- What the task requires
Collect from the data below each line with "instance".

- Entries supplied
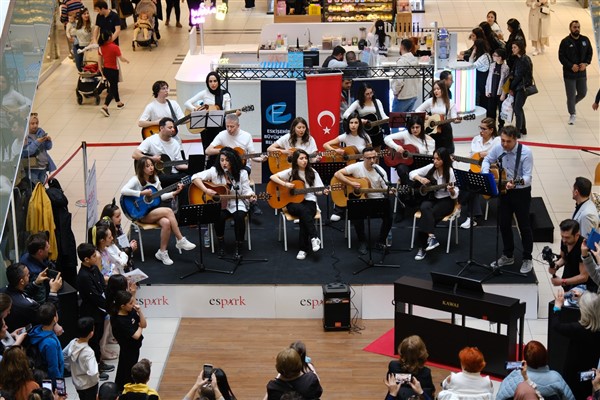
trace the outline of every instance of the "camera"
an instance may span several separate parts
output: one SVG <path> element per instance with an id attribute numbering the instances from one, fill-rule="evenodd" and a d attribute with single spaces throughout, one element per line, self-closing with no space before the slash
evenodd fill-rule
<path id="1" fill-rule="evenodd" d="M 596 372 L 593 370 L 582 371 L 579 373 L 579 381 L 580 382 L 591 381 L 595 377 L 596 377 Z"/>
<path id="2" fill-rule="evenodd" d="M 48 278 L 50 279 L 56 279 L 56 277 L 58 276 L 58 271 L 55 269 L 50 269 L 48 268 L 46 270 L 46 275 L 48 276 Z"/>
<path id="3" fill-rule="evenodd" d="M 66 396 L 67 389 L 65 387 L 65 380 L 62 378 L 56 378 L 56 394 L 59 396 Z"/>
<path id="4" fill-rule="evenodd" d="M 522 361 L 506 361 L 504 363 L 504 368 L 511 370 L 511 371 L 513 369 L 521 369 L 521 367 L 523 367 Z"/>
<path id="5" fill-rule="evenodd" d="M 213 366 L 212 364 L 204 364 L 202 367 L 202 379 L 208 379 L 209 381 L 212 379 Z"/>
<path id="6" fill-rule="evenodd" d="M 405 383 L 409 383 L 412 380 L 411 374 L 395 374 L 396 383 L 398 385 L 403 385 Z"/>
<path id="7" fill-rule="evenodd" d="M 552 252 L 549 246 L 544 246 L 542 249 L 542 259 L 550 264 L 550 268 L 554 268 L 554 261 L 556 261 L 556 254 Z"/>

- Solution for this exercise
trace the outline of every instance of the "camera"
an instance may span several separate parts
output: one SVG <path> element per instance with an id attribute numbering the instances from one, fill-rule="evenodd" and a d attribute with single spaces throughout, one element per line, self-closing with no space before the slash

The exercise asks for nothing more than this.